■ TEXTE SOURCE:
┄┄┄┄┄┄┄┄┄┄

Problème dans l’islam

«Le problème, quand on dialogue avec les responsables musulmans, c’est qu’ils ne reconnaissent pas qu’il y a un problème dans l’islam même. Ils pensent être les plus intelligents, que l’Occident est dégénéré… Le monde arabe refuse de voir les problèmes en face. Pensons à la Corée du Sud, qui était un pays pauvre il n’y a pas si longtemps. C’est désormais, après la Finlande, le deuxième pays du monde sur le plan de l’éducation. Mais combien de choses avons-nous inventées dans le monde musulman au cours de ces derniers siècles? Qu’avons-nous offert à l’humanité, à part le terrorisme?»

Malheureusement, insiste le jésuite égyptien, c’est l’islam le plus obscurantiste que l’on enseigne dans les mosquées et dans les institutions d’al-Azhar. «Dans ces institutions, dans les manuels, on trouve quantité de textes islamistes, comment haïr le juif et le chrétien, comment couper les mains… C’est toujours enseigné! Le président égyptien Abdel Fattah al-Sissi a tancé al-Azhar à ce sujet.»

Des musulmans libéraux, comme les journalistes Ibrahim Issa ou Islam El Behery, qui osent s’en prendre aux interprétations de l’islam imposées par al-Azhar, sont menacés. L’émission d’El Behery sur la chaîne de télévision privée al-Kahera Wal Nas a été supprimée. «Il a été condamné le mois dernier à cinq ans de prison sous l’accusation d’avoir diffamé la religion. Il va faire appel, mais la menace est là!»

┄┄┄┄┄┄┄┄┄┄

[Enregistrements tirés d'une collection]
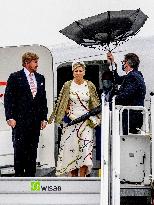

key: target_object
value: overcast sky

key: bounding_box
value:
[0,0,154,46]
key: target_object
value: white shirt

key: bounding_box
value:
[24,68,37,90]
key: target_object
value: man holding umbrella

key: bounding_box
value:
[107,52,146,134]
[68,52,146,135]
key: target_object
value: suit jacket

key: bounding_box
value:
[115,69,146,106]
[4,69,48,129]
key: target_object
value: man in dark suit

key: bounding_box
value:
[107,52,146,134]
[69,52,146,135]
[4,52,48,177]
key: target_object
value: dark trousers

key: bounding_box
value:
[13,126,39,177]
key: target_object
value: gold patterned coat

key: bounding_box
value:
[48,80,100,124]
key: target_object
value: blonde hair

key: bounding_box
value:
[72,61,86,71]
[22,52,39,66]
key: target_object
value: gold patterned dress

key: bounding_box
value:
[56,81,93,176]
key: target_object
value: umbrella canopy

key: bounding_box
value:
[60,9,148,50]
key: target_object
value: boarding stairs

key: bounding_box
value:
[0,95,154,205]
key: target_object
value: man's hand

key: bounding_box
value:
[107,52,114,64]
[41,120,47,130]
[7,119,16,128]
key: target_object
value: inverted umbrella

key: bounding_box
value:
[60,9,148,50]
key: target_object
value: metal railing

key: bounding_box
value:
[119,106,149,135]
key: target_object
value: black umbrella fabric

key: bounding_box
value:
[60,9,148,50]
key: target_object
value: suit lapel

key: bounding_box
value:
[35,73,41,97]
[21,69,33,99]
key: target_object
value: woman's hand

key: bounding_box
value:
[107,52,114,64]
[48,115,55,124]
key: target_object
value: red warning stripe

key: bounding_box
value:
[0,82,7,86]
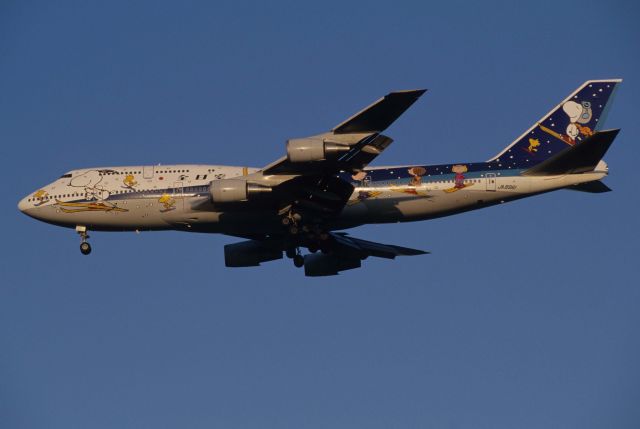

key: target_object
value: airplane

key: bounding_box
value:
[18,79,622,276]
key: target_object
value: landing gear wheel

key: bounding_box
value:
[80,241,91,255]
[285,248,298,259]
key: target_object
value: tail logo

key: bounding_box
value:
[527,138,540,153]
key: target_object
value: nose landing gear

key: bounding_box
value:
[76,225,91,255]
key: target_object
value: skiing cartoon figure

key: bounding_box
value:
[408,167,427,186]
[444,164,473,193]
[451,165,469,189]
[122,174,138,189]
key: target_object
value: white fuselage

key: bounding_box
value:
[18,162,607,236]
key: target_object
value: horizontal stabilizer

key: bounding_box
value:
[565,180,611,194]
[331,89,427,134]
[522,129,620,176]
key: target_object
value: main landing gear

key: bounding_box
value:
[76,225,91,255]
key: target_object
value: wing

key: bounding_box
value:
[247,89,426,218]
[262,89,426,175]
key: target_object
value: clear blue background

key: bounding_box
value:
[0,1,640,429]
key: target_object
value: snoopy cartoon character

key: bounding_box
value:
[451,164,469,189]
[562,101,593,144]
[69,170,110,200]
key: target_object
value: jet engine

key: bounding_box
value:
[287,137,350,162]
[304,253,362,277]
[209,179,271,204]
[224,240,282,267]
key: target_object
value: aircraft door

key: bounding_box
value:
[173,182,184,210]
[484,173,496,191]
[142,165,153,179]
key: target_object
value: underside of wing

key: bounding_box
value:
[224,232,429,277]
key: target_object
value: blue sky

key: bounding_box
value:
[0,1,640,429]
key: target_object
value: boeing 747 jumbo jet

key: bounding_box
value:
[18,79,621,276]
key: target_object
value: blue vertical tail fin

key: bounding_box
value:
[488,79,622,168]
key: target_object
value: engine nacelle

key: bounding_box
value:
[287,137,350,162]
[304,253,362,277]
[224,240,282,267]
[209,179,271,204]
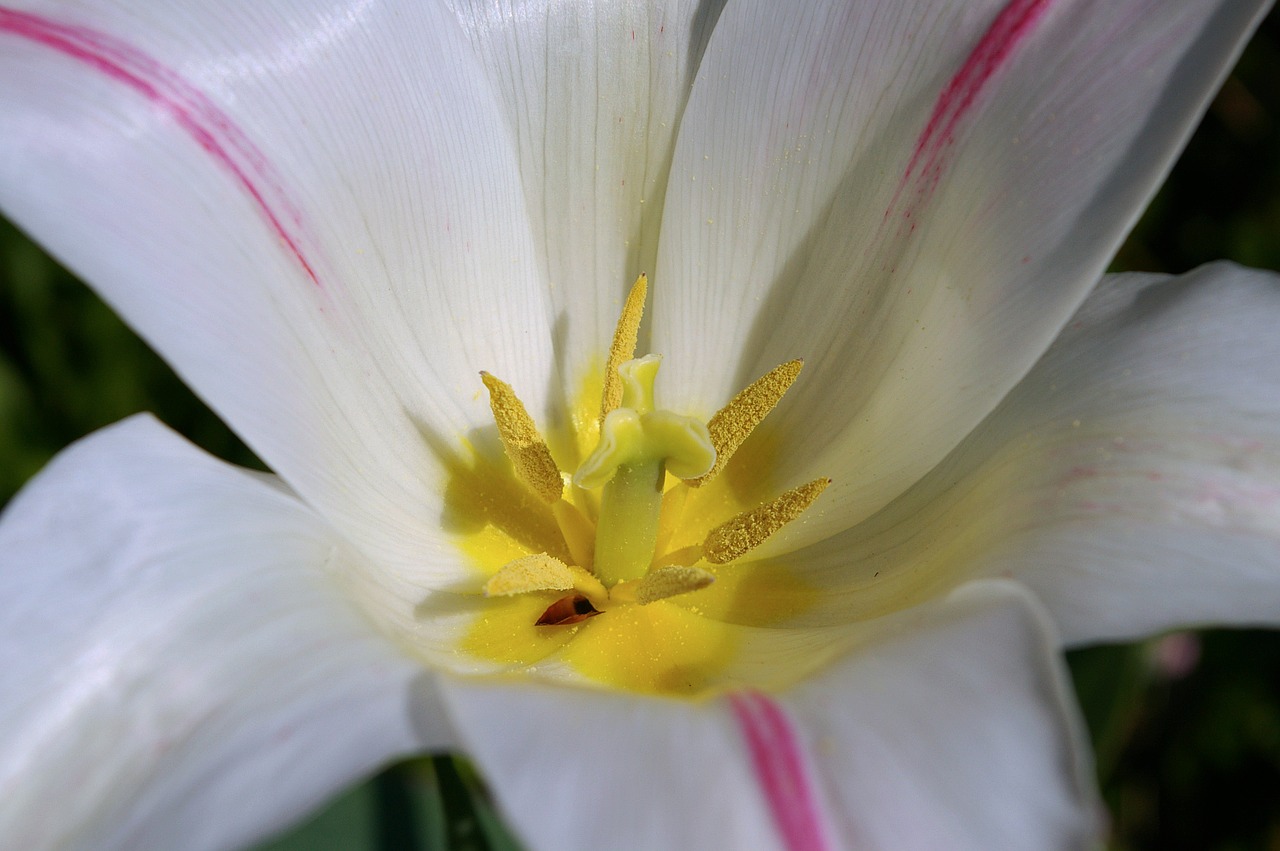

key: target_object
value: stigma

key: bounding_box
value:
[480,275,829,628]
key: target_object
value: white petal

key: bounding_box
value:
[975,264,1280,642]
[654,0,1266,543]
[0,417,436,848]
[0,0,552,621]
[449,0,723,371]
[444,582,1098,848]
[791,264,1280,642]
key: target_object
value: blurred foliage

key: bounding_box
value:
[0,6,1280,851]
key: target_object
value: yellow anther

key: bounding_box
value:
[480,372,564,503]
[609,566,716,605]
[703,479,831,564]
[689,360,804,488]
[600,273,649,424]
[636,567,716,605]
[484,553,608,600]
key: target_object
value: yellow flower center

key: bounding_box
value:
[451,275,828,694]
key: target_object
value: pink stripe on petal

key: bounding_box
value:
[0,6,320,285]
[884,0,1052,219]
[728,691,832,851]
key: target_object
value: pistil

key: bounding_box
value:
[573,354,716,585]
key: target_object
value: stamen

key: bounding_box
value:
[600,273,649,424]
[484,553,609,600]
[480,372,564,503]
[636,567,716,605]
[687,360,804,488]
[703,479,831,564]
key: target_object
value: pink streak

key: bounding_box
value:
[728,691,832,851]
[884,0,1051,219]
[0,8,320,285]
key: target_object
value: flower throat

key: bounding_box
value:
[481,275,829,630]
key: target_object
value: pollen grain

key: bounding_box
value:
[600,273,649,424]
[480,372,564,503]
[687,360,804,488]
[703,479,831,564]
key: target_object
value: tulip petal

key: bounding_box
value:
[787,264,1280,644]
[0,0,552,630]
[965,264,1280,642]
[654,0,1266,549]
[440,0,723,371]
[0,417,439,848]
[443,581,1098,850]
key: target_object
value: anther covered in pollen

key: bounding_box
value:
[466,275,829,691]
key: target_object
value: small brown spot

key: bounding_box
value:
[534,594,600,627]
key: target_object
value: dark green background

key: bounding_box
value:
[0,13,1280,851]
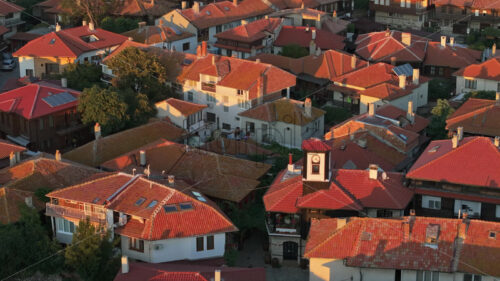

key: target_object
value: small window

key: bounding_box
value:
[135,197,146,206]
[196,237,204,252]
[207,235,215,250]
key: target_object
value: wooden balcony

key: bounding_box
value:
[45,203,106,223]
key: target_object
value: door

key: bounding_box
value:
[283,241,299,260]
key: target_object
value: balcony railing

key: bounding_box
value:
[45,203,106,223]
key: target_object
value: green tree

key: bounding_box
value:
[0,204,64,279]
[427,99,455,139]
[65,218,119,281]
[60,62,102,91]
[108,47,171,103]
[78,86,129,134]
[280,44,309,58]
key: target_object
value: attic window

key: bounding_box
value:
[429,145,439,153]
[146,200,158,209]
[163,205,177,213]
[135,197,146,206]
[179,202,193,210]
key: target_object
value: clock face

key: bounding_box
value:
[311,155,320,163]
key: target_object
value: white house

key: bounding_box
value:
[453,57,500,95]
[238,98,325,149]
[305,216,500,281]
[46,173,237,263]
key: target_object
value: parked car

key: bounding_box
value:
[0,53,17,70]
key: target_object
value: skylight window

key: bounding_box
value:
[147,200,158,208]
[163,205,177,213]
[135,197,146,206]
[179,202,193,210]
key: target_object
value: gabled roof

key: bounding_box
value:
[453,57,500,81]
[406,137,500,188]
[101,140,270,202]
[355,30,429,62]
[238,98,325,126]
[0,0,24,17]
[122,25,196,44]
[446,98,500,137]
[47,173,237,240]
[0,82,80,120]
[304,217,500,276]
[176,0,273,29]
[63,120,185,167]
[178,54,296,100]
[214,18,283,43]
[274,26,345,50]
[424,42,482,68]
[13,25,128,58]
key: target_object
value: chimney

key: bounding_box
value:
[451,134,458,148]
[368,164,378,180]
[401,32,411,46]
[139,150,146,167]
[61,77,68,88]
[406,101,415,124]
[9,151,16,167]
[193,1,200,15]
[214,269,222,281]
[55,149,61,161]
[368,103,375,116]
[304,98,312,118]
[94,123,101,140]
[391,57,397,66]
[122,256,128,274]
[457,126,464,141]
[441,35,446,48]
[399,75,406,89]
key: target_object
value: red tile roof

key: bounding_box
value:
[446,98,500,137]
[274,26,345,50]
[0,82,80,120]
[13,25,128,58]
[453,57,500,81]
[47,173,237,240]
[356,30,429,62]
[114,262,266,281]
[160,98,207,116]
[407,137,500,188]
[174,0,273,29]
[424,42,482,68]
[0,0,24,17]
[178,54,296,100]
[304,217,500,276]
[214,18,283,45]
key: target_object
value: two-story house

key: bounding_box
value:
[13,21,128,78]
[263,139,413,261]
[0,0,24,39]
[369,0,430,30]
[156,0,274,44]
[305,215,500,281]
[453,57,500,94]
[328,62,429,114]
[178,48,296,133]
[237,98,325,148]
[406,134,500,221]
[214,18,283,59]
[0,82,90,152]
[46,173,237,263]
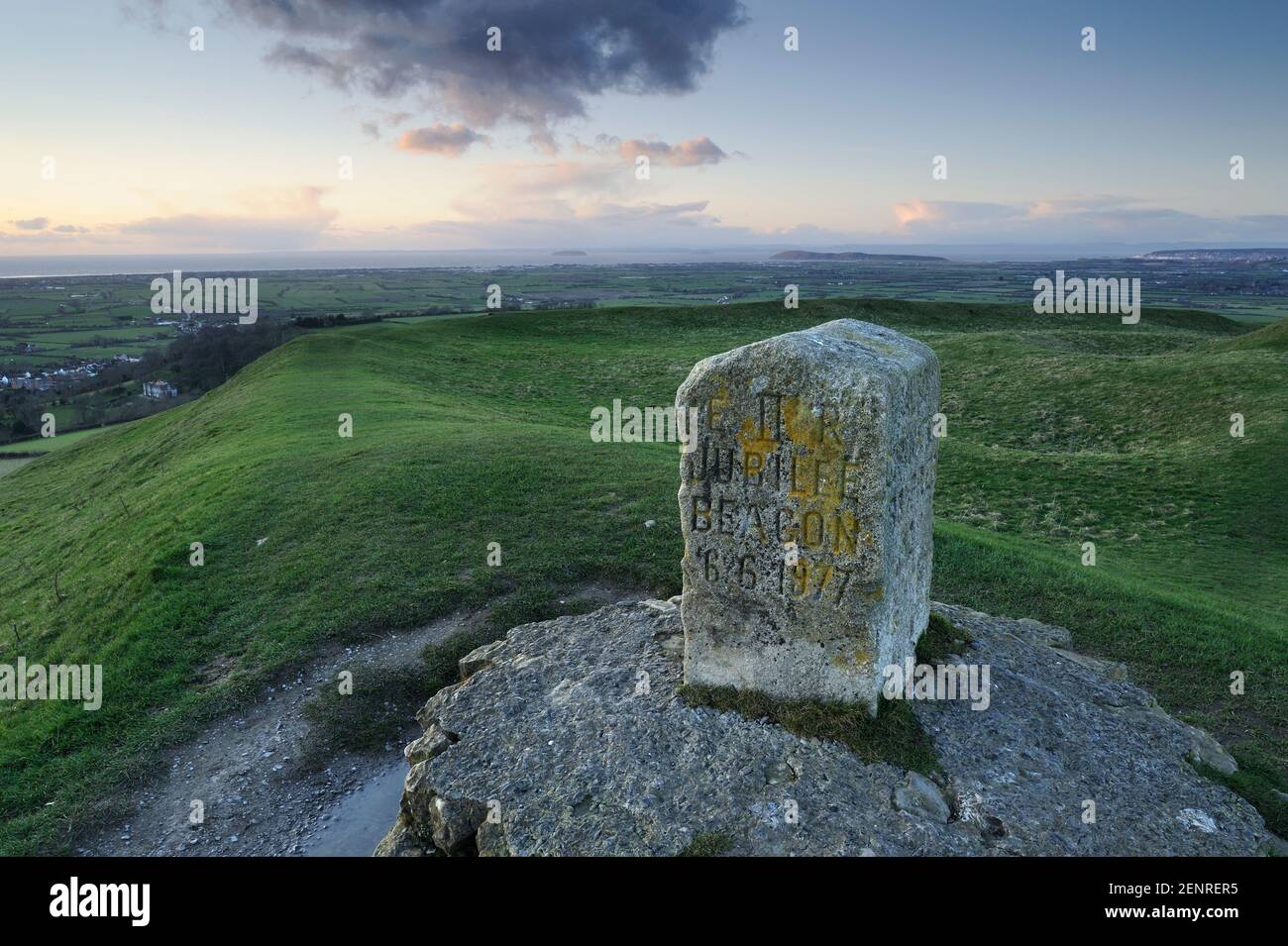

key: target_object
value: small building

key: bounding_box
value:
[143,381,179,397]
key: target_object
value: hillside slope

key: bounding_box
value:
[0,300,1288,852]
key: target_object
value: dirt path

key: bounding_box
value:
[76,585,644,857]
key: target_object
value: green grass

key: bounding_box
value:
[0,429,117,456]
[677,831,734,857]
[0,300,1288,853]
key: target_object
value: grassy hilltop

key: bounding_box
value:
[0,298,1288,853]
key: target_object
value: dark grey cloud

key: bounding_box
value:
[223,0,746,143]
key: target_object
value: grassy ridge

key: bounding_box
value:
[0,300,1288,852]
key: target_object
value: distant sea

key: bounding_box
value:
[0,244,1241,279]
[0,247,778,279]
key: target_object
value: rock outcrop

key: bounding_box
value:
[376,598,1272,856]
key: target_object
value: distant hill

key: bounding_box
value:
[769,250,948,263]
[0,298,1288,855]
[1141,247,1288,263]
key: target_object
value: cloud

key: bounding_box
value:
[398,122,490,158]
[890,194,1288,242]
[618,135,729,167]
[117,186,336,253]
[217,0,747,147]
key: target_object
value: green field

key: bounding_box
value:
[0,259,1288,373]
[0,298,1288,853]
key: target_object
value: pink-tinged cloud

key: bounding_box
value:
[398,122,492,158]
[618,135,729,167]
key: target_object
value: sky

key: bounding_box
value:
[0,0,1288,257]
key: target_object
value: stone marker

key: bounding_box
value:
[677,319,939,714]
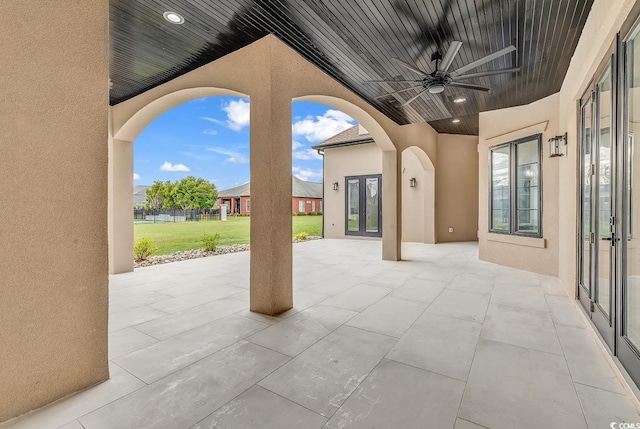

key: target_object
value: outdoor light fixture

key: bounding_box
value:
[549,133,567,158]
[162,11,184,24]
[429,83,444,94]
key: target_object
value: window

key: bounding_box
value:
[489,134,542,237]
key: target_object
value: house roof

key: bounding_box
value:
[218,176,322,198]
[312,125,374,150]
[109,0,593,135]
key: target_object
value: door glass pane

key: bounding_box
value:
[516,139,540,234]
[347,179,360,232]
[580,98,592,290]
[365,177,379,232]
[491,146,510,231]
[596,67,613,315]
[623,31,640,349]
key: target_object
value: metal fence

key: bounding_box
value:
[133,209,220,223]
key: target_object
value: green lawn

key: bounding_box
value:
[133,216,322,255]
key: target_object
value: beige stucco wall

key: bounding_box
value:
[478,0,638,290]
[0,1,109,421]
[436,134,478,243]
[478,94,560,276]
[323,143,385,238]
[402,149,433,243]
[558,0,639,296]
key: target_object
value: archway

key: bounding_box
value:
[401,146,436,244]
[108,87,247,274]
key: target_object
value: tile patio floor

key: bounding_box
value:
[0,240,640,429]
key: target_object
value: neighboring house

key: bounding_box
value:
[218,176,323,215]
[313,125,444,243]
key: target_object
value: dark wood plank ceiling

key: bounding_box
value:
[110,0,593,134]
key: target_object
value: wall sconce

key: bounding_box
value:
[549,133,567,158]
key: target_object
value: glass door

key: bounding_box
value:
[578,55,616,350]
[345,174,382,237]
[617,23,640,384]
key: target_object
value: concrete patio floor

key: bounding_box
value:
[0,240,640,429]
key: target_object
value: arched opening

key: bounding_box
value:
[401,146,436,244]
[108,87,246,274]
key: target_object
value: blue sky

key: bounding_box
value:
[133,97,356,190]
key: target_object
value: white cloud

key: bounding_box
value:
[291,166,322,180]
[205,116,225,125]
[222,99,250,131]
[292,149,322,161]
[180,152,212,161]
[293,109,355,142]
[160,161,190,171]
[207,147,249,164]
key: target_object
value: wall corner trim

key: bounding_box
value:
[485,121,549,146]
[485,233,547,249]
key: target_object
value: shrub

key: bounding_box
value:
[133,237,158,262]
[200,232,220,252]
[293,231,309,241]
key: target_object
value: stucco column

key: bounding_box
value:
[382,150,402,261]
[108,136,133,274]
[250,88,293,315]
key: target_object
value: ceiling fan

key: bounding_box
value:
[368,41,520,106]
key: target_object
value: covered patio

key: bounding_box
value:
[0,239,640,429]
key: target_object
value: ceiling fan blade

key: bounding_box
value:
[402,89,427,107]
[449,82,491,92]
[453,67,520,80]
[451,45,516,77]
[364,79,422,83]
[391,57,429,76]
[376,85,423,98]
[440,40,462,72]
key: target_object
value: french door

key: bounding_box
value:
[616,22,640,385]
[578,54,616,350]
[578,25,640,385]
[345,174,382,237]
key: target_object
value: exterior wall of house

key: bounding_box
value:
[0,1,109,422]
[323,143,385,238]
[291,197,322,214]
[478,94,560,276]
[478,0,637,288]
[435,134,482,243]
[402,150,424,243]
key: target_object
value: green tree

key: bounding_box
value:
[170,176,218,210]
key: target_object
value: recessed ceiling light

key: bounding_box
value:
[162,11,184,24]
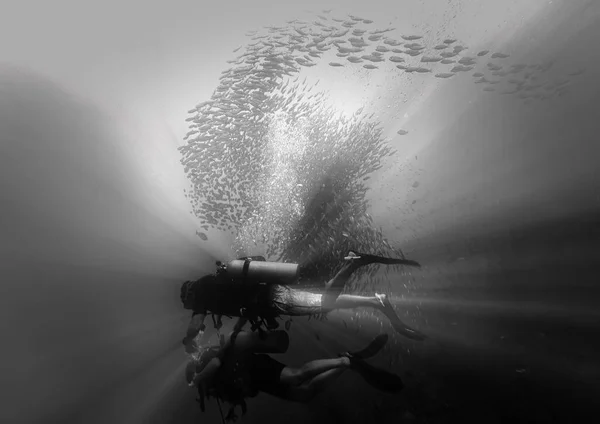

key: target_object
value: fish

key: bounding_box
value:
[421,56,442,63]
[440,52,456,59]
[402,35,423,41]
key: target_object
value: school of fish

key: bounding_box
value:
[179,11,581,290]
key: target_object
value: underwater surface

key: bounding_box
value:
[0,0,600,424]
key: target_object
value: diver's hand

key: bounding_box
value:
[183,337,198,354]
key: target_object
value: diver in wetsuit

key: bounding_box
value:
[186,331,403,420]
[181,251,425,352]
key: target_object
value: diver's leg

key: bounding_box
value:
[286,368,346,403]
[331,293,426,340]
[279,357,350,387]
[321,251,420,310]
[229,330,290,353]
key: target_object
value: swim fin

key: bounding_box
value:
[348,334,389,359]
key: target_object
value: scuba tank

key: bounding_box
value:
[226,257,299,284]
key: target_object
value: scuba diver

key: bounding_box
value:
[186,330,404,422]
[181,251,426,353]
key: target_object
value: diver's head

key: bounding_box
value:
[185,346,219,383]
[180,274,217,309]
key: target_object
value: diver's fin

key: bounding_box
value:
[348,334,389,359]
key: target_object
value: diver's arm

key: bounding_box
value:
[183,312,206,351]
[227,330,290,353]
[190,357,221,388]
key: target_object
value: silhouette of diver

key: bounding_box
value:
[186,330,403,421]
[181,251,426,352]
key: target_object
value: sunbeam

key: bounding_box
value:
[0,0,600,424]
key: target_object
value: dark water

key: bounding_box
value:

┄┄┄┄┄┄┄┄┄┄

■ EXERCICES:
• a. Indiquez si chacune des affirmations suivantes concorde avec le texte source, en répondant par oui ou par non et en citant les mots du texte qui tranchent. (i) La Corée du Sud y est présentée comme le premier pays du monde sur le plan de l'éducation. (ii) L'émission d'El Behery sur la chaîne al-Kahera Wal Nas a été supprimée. (iii) Le président égyptien Abdel Fattah al-Sissi a félicité al-Azhar.
• b. Reprenez le texte sur l'islam et al-Azhar à la suite de sa dernière phrase.

■ RÉPONSES PAR EXERCICE:
• a.
(i) Non : « C’est désormais, après la Finlande, le deuxième pays du monde sur le plan de l’éducation. »
(ii) Oui : « L’émission d’El Behery sur la chaîne de télévision privée al-Kahera Wal Nas a été supprimée. »
(iii) Non : « Le président égyptien Abdel Fattah al-Sissi a tancé al-Azhar à ce sujet. »

• b.
Exégèse figée

Référence mondiale pour l’islam sunnite, al-Azhar ne semble pas prête à se rallier à un islam libéral. «Al-Azhar ne fait que reprendre les textes fondateurs de l’islam. L’exégèse en a été faite au Xe siècle. Les théologiens musulmans ont décrété à cette époque qu’il n’y avait plus lieu de réfléchir sur leur foi, ils ont fermé la porte de l’interprétation, qu’on appelle l’«ijtihâd». Cette fermeture signifie le refus de toute réflexion critique en islam, ce qui a pratiquement abouti à sa fossilisation.»

Le premier tournant a été la condamnation du motazilisme, mouvement de pensée rationaliste reconnaissant le caractère créé du Coran. C’était la période de gloire de Bagdad, avec les califes Haroun al-Rachid et al-Mamoun. Ils avaient accueilli à leur cour les «motazilites» (courant minoritaire de l’islam) et fait jeter en prison Ibn Hanbal. Ce dernier était un tenant de la position rigide et un partisan du dogme du Coran incréé. Après la disparition du calife Mamoun, son successeur indirect, Mutawakkil, libère Ibn Hanbal et emprisonne les motazilites. «Il a choisi la version du Coran incréé. Cette première décision fait du Coran une parole de Dieu intouchable.»

Le Coran dit «mecquois» (livre de paix et de tolérance) vient en premier, alors que le Coran «médinois» (livre guerrier et d’intolérance) vient en second. Les versets médinois appellent à la guerre, à la violence et à l’intolérance. Ils abrogent, selon les musulmans, les versets mecquois, mystiques, religieux et ouverts.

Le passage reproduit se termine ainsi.